═══ DOCUMENT SECTION ═══

There’s not always a direct correlation between the stock market’s current performance and the most recent GDP numbers.

Generally speaking, though, the stock market will lean bullish after recent GDP numbers are better than expected.

For the United States, economists generally consider a calendar year of 2% GDP growth reasonable.

At the same time, anything less is not very good or even could be considered stagnation.

Can the GDP Predict Future Economic Performance?

When analyzing economic data, GDP may be one of the most important topics for investors.

The real GDP over an economic quarter can provide an instant snapshot of the country’s economy over various sectors.

Investors could use this information to help make future investment choices.

Many experienced investors believe that the GDP provides a historical analysis of the economy rather than a prediction of future economic performance.

Sometimes a positive quarterly GDP can have a positive short-term impact on the economy.

Still, there’s no guarantee for future economic performance when solely using a recently-released GDP number.

Why Do Investors Care About the GDP?

The GDP number provides investors with a baseline for expectations on many economic factors.

These factors can include expected profits, economic risks, and bond performance.

Generally speaking, positive GDP numbers can hurt some types of investments, including bonds.

═══ DATASET SECTION ═══

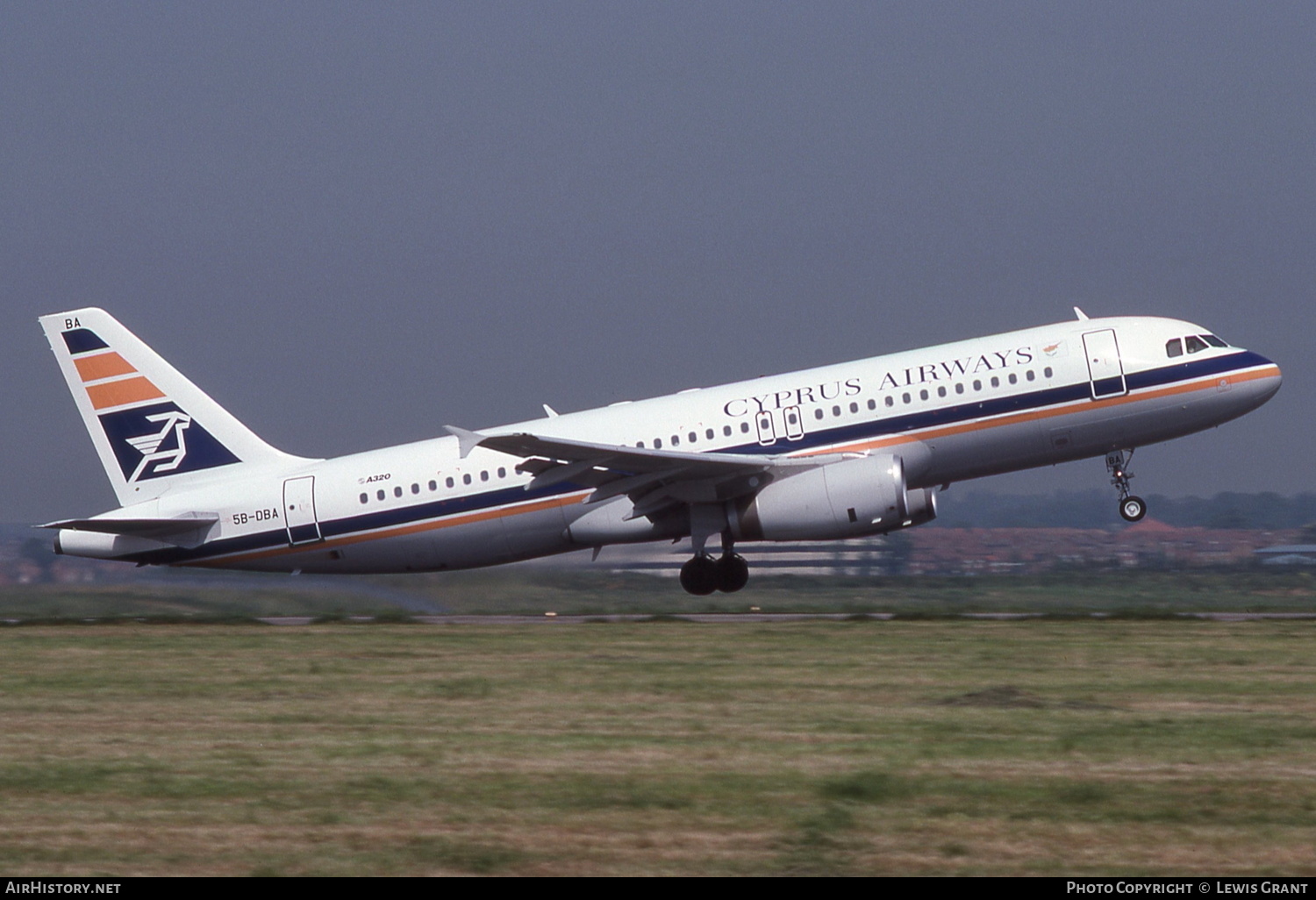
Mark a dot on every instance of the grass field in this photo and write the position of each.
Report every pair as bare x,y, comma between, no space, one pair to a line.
941,746
528,589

═══

WORK ORDER: In the text on GDP and investing, what calendar-year GDP growth rate do economists generally consider reasonable for the United States?

SOLUTION TO THIS TASK: 2% GDP growth.